*Set exercise 1*
Duplicate everything in the interview on Indian cuisine, from "I had long stint" down to "for Indian recipes.".

*Document passage*
In this interview, we talk about what brought Sanjeev to Indian food, his success
in his career and the various aspects of Indian cuisine.
Q: Can you tell us a bit about your career and what brought
you to Indian food?
As an Indian and a professional chef I have been nurturing the dream of making Indian
cuisine the number one in the world. My cookery shows, my food channel, my books,
my website all are created with the aim to glorify the richness of our food culture
and to keep alive the traditions of the Indian kitchen. I started off as kitchen
trainee with ITDC in 1984 and then moved out and up into various organizations.
I had long stint as Executive Chef with Hotel Centaur in Mumbai. At this point my
programme Khana Khazana was created and evolved and took off! This cookery show
has had the distinction of being aired nonstop for more than 17 years. I use the
platform of TV to put forth my passion for Indian recipes.
Q: What are the key factors in making Indian food "authentic"?
The description of ‘authentic’ is subjective. For me arriving at the most acceptable
taste for the masses is authentic. Then that is documented.
Q: How has your upbringing and your education at the Institute
of Hotel Management influence your cooking style?
Knowledge is important but the real power lies in knowledge applied! When I was
growing up I saw my dad cook delicious food for the family. I started venturing
into our kitchen when I was just ten years old and those formative years gave me
the belief that men can cook! My formal education has been able to train my mind
to accept that hotel management and catering is hard work but doable! Because we
were taught about ingredients, cooking techniques, etc I have always been confident
about playing around with flavours and creating something new.
Q: What do you think have been the main reasons for the long-term
success of Khana Khazana?
I simply gave my audience what they wanted! Keeping my finger on the pulse of the
market paid off. I have been advocating that home food is best and there should
not be any fear in cooking for the family. My teaching style has been well loved
and also the fact that I have been cooking food that is not daunting to the audience.

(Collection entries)
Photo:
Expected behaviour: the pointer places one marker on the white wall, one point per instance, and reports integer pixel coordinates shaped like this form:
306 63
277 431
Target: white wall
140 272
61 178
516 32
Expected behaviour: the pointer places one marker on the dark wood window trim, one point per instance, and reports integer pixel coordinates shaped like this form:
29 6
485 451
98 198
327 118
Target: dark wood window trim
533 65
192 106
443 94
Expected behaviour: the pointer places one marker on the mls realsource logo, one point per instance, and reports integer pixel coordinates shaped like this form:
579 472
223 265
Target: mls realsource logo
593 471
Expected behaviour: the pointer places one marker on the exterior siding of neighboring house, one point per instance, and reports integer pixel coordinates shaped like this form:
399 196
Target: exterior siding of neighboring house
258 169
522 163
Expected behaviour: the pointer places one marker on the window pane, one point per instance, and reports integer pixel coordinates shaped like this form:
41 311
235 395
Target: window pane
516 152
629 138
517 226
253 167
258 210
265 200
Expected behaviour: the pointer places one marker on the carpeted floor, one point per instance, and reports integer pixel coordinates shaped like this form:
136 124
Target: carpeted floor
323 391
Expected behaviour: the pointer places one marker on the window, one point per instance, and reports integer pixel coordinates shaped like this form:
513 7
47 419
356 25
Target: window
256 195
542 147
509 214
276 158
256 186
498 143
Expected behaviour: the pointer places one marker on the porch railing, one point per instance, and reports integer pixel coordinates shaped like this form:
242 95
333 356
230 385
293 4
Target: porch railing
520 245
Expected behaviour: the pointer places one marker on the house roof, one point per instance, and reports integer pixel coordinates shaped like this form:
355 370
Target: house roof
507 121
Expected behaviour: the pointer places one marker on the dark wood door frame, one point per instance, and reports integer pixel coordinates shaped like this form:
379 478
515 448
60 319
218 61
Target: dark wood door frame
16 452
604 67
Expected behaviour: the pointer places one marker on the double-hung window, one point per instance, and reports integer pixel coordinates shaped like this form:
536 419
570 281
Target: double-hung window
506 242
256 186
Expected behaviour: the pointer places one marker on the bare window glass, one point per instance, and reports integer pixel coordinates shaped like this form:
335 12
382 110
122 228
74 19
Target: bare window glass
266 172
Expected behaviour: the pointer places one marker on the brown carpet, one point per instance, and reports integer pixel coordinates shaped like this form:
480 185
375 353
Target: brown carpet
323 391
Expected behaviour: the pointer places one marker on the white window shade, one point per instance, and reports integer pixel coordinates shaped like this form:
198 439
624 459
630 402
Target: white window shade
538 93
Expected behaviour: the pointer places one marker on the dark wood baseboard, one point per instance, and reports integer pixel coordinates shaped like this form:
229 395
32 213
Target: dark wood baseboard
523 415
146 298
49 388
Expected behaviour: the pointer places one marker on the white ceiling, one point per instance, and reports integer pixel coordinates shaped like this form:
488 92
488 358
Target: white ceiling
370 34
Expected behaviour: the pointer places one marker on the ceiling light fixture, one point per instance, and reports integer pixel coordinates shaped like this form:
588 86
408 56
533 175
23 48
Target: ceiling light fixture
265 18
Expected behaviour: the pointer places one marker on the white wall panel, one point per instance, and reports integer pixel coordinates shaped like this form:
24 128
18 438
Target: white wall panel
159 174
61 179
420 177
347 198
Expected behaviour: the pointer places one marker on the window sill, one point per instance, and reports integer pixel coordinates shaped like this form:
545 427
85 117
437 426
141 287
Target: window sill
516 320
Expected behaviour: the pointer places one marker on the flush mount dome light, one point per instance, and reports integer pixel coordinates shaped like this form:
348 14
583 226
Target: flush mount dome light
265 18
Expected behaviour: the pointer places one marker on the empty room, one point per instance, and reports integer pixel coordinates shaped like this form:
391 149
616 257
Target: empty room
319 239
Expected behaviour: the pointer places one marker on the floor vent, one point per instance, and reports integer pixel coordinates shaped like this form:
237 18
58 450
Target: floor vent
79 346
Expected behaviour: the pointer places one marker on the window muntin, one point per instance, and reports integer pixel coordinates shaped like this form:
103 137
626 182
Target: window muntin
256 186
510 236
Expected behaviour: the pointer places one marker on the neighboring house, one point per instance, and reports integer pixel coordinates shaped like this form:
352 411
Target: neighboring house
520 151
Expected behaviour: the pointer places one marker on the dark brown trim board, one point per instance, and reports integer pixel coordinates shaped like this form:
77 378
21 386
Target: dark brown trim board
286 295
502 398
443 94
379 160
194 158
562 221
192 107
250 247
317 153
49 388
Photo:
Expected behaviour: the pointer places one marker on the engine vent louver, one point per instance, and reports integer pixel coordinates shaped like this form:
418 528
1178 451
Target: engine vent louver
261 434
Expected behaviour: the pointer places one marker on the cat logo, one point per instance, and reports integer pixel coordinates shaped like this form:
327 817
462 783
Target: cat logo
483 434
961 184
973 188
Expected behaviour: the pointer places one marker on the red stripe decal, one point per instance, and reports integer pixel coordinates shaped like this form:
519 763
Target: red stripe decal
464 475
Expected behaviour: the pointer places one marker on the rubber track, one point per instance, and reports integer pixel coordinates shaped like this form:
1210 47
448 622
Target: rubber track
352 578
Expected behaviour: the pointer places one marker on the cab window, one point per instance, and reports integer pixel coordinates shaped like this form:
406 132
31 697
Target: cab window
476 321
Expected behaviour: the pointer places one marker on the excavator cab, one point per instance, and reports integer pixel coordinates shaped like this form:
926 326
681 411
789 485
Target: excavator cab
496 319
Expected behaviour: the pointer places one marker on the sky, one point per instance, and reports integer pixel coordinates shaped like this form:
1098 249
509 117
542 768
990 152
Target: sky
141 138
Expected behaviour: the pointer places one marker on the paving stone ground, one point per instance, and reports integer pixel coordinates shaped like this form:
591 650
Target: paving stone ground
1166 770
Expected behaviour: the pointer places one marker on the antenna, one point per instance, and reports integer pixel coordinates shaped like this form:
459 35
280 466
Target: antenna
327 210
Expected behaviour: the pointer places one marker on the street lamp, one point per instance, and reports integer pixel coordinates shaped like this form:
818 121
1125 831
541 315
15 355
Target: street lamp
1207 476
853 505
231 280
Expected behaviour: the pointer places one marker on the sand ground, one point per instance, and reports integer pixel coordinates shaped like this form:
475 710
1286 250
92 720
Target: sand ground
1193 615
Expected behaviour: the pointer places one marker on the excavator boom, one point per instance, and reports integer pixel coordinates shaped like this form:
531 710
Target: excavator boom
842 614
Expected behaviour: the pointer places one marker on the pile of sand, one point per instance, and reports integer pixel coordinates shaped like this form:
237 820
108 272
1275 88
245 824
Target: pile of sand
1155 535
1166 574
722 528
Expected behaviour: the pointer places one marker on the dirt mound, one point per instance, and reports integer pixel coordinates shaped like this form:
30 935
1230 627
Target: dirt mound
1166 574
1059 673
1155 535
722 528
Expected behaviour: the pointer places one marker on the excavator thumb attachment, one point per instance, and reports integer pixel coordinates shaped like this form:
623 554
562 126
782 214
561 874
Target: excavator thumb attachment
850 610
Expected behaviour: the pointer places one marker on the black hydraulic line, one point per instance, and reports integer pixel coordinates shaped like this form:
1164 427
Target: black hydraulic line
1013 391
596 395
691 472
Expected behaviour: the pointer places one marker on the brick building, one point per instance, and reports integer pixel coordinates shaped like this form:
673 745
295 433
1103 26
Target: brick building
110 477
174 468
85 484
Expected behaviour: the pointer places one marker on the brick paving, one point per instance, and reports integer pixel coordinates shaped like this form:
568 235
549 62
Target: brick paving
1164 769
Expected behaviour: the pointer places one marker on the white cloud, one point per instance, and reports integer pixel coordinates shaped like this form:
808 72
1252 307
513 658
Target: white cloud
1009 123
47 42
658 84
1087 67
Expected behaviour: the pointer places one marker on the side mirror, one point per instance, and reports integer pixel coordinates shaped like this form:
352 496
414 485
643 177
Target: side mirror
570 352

*Set exercise 2*
Extract each line of the records above that contains the string "room".

*Full solution 1*
I had long stint as Executive Chef with Hotel Centaur in Mumbai. At this point my
programme Khana Khazana was created and evolved and took off! This cookery show
has had the distinction of being aired nonstop for more than 17 years. I use the
platform of TV to put forth my passion for Indian recipes.

*Full solution 2*
Expected behaviour: the pointer places one marker on the empty room, one point per instance, and reports integer pixel coordinates shaped like this form:
Target: empty room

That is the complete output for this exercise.